Exercises:
1. Answer these about the column on Marjorie Taylor Greene:
(a) Which phrase has been trending on Twitter?
(b) Which state is Marjorie Taylor Greene a newly-elected Congresswoman from?
(c) In the QAnon belief described, what does the cabal make from the blood of its victims?
2. Please print the part of the column that begins at the words "Briefly, Taylor Greene" and stops after "is Donald Trump.".

Extract to read:
BEGIN

Funeral turn-out statistics

CONSPIRACY THEORIST: Marjorie Taylor Greene in a CNN report
2Gallery

CONSPIRACY THEORIST: Marjorie Taylor Greene in a CNN report

Trope dope shoots off a space ray

THE phrase ‘Jewish space ray’ has been trending on Twitter, which is no big deal because on social media all sorts of weird and whacky things raise their head from time to time. The reason it was trending was because a newly-elected Republican Congresswoman from Georgia, Marjorie Taylor Greene, has been outed as, um, let’s see now, what’s the best way to put this? A complete whacko? Yeah, that’ll do.

Briefly, Taylor Greene is a subscriber to the QAnon belief that Washington is run by a cabal of Democrat paedophiles who take blood from their victims to make a youth serum. The cabal includes Barack Obama and Hillary Clinton and the man destined to save the United States from this satanic cult is Donald Trump.

Taylor Greene also believes that notorious mass shootings in the US have been either false flag operations conducted by proponents of gun control, or simply didn’t happen. She has stalked survivors of school shootings shouting abusive accusations at them in the street.

END

Dataset excerpts:

BEGIN

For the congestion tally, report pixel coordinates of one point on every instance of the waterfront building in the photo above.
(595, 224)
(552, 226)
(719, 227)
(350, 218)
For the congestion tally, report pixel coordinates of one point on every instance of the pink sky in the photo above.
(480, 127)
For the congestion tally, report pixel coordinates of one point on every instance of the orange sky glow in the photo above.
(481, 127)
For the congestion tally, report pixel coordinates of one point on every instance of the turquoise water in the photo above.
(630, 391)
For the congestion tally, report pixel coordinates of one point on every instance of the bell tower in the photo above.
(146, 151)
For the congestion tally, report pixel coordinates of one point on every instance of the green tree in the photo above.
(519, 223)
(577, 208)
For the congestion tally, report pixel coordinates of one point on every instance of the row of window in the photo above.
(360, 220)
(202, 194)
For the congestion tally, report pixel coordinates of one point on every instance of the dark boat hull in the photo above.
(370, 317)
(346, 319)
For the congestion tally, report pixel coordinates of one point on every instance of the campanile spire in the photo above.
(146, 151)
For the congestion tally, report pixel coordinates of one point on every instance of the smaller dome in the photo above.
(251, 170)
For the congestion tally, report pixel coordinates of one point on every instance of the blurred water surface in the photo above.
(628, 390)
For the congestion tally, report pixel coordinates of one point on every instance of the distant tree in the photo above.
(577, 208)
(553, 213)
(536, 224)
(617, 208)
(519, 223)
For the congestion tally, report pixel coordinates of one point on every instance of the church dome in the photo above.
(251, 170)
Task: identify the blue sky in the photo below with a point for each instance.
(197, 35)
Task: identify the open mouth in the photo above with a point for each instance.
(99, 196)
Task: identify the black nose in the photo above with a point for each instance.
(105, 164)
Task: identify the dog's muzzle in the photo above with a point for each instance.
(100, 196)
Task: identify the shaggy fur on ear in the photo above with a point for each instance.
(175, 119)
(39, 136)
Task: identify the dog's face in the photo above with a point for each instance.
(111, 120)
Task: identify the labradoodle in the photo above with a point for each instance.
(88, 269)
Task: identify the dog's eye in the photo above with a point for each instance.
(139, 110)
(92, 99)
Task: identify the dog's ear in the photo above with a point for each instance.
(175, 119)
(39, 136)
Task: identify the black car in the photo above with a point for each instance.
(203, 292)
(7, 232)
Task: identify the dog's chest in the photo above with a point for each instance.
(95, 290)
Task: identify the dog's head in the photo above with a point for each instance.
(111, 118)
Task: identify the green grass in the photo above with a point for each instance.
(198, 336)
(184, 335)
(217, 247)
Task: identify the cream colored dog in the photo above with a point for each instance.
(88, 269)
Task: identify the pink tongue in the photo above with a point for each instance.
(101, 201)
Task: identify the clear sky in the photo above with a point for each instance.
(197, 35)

END

Responses for each task:
1.
(a) ‘Jewish space ray’
(b) Georgia
(c) A youth serum

2.
Briefly, Taylor Greene is a subscriber to the QAnon belief that Washington is run by a cabal of Democrat paedophiles who take blood from their victims to make a youth serum. The cabal includes Barack Obama and Hillary Clinton and the man destined to save the United States from this satanic cult is Donald Trump.